AIM: Give only the count of lines in the records below that contain the string "cliff". Matching is case-sensitive.
---------- ENTRIES ----------
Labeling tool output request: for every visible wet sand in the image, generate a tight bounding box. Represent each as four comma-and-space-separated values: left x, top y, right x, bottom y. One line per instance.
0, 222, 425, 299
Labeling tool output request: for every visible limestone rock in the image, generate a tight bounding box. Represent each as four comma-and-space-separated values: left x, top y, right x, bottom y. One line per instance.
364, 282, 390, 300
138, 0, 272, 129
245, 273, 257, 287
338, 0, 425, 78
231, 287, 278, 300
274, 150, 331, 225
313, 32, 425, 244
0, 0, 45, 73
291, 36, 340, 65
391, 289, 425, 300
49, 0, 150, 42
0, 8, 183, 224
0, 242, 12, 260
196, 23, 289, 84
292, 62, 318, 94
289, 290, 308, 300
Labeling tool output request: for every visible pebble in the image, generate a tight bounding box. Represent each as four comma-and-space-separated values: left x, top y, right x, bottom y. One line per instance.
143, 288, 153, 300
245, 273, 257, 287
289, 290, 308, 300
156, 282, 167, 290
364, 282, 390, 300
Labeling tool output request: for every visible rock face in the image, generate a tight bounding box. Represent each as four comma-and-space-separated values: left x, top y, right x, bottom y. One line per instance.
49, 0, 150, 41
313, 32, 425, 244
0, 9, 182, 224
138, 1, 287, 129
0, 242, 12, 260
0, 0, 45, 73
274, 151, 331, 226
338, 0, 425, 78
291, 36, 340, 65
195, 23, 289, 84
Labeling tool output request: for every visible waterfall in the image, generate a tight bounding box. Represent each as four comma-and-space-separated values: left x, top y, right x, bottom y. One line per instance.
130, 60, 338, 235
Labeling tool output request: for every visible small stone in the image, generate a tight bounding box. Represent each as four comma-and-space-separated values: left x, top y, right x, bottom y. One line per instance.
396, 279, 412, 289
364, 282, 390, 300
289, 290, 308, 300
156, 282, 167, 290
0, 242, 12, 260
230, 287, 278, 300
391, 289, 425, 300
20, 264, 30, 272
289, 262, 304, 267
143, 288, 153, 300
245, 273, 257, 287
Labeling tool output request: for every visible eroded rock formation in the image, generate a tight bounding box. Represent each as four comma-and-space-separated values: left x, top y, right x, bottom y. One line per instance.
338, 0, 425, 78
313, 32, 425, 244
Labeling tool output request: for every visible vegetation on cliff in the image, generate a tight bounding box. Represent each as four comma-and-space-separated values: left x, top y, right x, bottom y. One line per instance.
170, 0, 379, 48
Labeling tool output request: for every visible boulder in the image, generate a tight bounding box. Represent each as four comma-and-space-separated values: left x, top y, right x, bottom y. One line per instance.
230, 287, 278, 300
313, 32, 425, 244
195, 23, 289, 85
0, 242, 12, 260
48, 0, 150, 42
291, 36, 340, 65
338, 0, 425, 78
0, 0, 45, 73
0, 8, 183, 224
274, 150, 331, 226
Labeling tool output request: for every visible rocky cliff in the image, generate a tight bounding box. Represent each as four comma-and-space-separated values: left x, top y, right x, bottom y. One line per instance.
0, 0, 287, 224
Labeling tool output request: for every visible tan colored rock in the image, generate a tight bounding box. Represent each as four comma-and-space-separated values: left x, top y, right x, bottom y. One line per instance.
----------
COMPLETE ANSWER: 2